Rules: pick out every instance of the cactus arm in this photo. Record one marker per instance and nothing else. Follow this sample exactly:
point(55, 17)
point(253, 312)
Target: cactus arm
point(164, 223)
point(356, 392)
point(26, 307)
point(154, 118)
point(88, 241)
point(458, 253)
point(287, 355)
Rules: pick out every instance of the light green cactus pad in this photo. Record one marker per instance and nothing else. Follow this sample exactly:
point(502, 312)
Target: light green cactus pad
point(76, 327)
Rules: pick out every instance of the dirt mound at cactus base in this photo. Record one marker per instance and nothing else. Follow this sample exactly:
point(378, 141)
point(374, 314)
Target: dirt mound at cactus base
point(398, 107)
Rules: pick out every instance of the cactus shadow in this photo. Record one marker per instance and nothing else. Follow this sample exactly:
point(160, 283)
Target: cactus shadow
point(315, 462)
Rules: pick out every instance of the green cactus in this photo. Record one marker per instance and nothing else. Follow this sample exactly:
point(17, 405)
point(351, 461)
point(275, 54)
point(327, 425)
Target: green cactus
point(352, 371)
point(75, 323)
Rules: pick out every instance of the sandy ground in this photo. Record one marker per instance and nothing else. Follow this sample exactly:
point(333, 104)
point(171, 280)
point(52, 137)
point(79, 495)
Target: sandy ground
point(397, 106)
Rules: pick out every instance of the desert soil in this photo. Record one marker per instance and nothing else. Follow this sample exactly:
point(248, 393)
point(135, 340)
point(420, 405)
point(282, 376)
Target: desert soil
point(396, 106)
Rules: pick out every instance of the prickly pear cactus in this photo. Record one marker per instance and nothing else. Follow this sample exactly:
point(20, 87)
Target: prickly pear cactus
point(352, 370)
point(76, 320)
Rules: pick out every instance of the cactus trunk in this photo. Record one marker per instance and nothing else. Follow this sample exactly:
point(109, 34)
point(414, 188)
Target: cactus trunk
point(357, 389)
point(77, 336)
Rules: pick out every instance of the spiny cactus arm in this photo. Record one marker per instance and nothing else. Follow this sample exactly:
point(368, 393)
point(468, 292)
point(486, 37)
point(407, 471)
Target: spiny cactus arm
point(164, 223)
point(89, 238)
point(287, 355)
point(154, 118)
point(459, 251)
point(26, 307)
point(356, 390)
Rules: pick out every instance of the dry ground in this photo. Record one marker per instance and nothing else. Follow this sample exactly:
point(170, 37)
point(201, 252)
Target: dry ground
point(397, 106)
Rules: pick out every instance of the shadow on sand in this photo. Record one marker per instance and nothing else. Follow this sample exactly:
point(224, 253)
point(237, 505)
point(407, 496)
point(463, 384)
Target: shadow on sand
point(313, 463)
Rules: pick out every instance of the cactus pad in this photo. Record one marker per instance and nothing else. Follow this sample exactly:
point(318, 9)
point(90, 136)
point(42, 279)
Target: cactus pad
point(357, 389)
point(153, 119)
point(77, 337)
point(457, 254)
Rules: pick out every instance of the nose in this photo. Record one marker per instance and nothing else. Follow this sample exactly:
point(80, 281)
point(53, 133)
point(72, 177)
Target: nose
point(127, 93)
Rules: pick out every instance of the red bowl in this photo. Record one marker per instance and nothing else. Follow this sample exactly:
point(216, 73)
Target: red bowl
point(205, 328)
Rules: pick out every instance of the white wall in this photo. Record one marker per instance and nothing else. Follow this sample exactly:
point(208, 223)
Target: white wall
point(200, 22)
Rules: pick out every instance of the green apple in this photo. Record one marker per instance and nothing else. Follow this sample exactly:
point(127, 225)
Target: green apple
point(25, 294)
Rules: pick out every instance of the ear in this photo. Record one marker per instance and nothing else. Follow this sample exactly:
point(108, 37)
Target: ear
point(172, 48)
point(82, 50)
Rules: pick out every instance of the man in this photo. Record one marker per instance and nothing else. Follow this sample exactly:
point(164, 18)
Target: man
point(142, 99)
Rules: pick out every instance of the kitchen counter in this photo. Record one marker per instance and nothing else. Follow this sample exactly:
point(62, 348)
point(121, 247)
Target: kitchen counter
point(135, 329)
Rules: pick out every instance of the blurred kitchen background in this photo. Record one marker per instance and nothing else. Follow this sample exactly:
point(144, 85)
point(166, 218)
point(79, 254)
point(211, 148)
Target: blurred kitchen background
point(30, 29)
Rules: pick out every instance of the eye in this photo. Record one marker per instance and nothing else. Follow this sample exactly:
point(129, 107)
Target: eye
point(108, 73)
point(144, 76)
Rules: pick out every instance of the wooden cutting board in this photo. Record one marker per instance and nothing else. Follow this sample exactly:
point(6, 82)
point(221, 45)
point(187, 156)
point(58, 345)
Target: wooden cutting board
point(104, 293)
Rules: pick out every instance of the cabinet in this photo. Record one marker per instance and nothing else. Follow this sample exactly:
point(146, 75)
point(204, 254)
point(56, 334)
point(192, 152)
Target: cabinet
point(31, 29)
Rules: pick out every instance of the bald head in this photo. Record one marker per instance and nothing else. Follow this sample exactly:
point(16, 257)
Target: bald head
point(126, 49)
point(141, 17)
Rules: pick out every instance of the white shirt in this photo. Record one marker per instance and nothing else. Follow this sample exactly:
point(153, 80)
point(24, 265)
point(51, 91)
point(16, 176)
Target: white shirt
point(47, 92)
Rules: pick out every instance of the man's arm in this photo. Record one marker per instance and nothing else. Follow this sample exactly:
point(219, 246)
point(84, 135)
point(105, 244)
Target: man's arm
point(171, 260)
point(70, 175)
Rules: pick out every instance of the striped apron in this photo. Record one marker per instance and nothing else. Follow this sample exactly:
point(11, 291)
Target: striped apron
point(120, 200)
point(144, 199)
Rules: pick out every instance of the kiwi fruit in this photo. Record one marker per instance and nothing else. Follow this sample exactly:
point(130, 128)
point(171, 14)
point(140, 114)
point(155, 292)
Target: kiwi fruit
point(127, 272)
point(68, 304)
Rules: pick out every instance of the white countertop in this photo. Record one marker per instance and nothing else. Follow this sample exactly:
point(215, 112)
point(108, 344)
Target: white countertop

....

§ What you have to do:
The records above are to be copied out exactly, line for line.

§ Task solution:
Rules: pick out every instance of the cactus arm in this photo. Record one marker per instance and nothing else. Follow this sample exactly:
point(55, 17)
point(253, 312)
Target: cactus arm
point(164, 223)
point(356, 392)
point(26, 307)
point(154, 118)
point(88, 241)
point(458, 253)
point(287, 355)
Rules: pick out every instance of the light green cactus pad in this photo. Record one marker per instance and nothing else. Follow this sample exactly:
point(502, 312)
Target: light green cactus pad
point(76, 327)
Rules: pick out every instance of the dirt mound at cactus base in this photo. Record one marker per instance and nothing else. Follow this sample exactly:
point(378, 141)
point(374, 314)
Target: dirt mound at cactus base
point(398, 107)
Rules: pick out every instance of the cactus shadow in this photo. Record one marker per instance and nothing else. Follow this sample exactly:
point(160, 283)
Target: cactus shadow
point(315, 462)
Rules: pick out every instance of the green cactus in this photo. Record one marker per instance and nothing else. Follow this sample exactly:
point(17, 405)
point(351, 461)
point(275, 54)
point(327, 425)
Target: green cactus
point(352, 371)
point(75, 323)
Rules: pick out every instance of the sandy ground in this photo. Record one marker per instance and nothing else. Follow this sample exactly:
point(333, 104)
point(171, 280)
point(52, 137)
point(79, 495)
Target: sandy ground
point(397, 106)
Rules: pick out every instance of the desert soil in this photo. Record one marker per instance and nothing else. Follow this sample exactly:
point(248, 393)
point(135, 340)
point(420, 405)
point(282, 376)
Target: desert soil
point(396, 106)
Rules: pick out every instance of the prickly pear cactus in this photo. Record one marker per instance and nothing else. Follow this sample exactly:
point(20, 87)
Target: prickly pear cactus
point(352, 370)
point(76, 320)
Rules: pick out every instance of the cactus trunk in this photo. Record one marker per instance and nothing else. Follow this sample exactly:
point(109, 34)
point(414, 188)
Target: cactus trunk
point(357, 389)
point(77, 336)
Rules: pick out every instance of the spiny cactus arm in this photo. Record one marker per instance and nothing else. Follow this sample exactly:
point(368, 393)
point(468, 292)
point(486, 37)
point(407, 471)
Target: spiny cactus arm
point(164, 223)
point(89, 238)
point(287, 355)
point(154, 118)
point(459, 251)
point(26, 307)
point(356, 390)
Rules: pick out every instance of the dry ground in this photo. Record one marker per instance and nothing else. Follow this sample exactly:
point(170, 37)
point(201, 252)
Target: dry ground
point(397, 106)
Rules: pick out every instance of the shadow on sand in this photo. Record one marker per instance and nothing else. Follow this sample exactly:
point(224, 253)
point(237, 505)
point(407, 496)
point(463, 384)
Target: shadow on sand
point(313, 463)
Rules: pick out every instance of the cactus pad in this photo. Record one marker per instance and nothing else. Follow this sample exactly:
point(318, 9)
point(90, 136)
point(42, 279)
Target: cactus pad
point(357, 389)
point(153, 119)
point(77, 337)
point(457, 254)
Rules: pick out every instance of the nose in this photo. Record one marker per instance and nothing else. Follow this sample exactly:
point(80, 281)
point(53, 133)
point(72, 177)
Target: nose
point(127, 93)
Rules: pick out every instance of the red bowl in this photo. Record one marker per instance and nothing else. Follow this sample exactly:
point(216, 73)
Target: red bowl
point(205, 328)
Rules: pick out every instance of the white wall in this photo. Record one marker per instance and nothing else. Follow this sample exactly:
point(208, 223)
Target: white wall
point(200, 22)
Rules: pick out every instance of the green apple in this photo. Record one marker per instance and nothing else. Follow this sample exactly:
point(127, 225)
Target: green apple
point(25, 294)
Rules: pick out every instance of the ear in this photo. Record one marker per instance and nothing else. Follow this sample exactly:
point(108, 37)
Target: ear
point(172, 48)
point(82, 50)
Rules: pick out every instance of the man in this photo. Record one marker per instance and nothing else. Follow this sample exactly:
point(164, 18)
Target: man
point(142, 99)
Rules: pick out every instance of the kitchen counter in this photo. Record one marker per instance and nothing else. Follow this sample exactly:
point(62, 348)
point(121, 247)
Target: kitchen counter
point(135, 329)
Rules: pick out every instance of the blurred kitchen background in this photo. Record one marker per instance and nothing else. Follow this sample exactly:
point(144, 85)
point(166, 218)
point(79, 254)
point(211, 148)
Target: blurred kitchen background
point(30, 29)
Rules: pick out every instance of the eye in this photo. Record one marker per instance and nothing else. Follow this sample exactly:
point(129, 107)
Target: eye
point(108, 73)
point(144, 76)
Rules: pick out every instance of the wooden cutting board in this photo. Record one marker per instance and nothing else. Follow this sample exactly:
point(6, 82)
point(221, 45)
point(187, 156)
point(58, 345)
Target: wooden cutting board
point(104, 293)
Rules: pick out every instance of the cabinet in this photo. Record one marker per instance and nothing else. Follow this sample exactly:
point(146, 75)
point(204, 254)
point(56, 334)
point(192, 152)
Target: cabinet
point(31, 29)
Rules: pick out every instance of the bald head in this photo. Record one marker per instance and nothing else. Follow this sample exactly:
point(16, 257)
Target: bald head
point(126, 49)
point(141, 17)
Rules: pick out every instance of the white shirt in this photo. Record one marker per instance and nothing else. Follow this sample exactly:
point(153, 80)
point(24, 265)
point(51, 91)
point(16, 176)
Target: white shirt
point(47, 92)
Rules: pick out every instance of the man's arm in this photo. Record one marker per instance and nothing else. Follow this sample exactly:
point(219, 246)
point(84, 135)
point(105, 244)
Target: man's arm
point(171, 260)
point(70, 175)
Rules: pick out every instance of the striped apron in this photo. Record one marker per instance and nothing else. Follow this sample exactly:
point(11, 291)
Target: striped apron
point(120, 200)
point(144, 199)
Rules: pick out every instance of the kiwi fruit in this photo. Record one marker per instance and nothing else. Follow this sample exactly:
point(130, 128)
point(171, 14)
point(140, 114)
point(155, 292)
Target: kiwi fruit
point(127, 272)
point(68, 304)
Rules: pick out every instance of the white countertop in this photo. Record one marker per instance and nothing else. Follow this sample exactly:
point(215, 112)
point(108, 344)
Target: white countertop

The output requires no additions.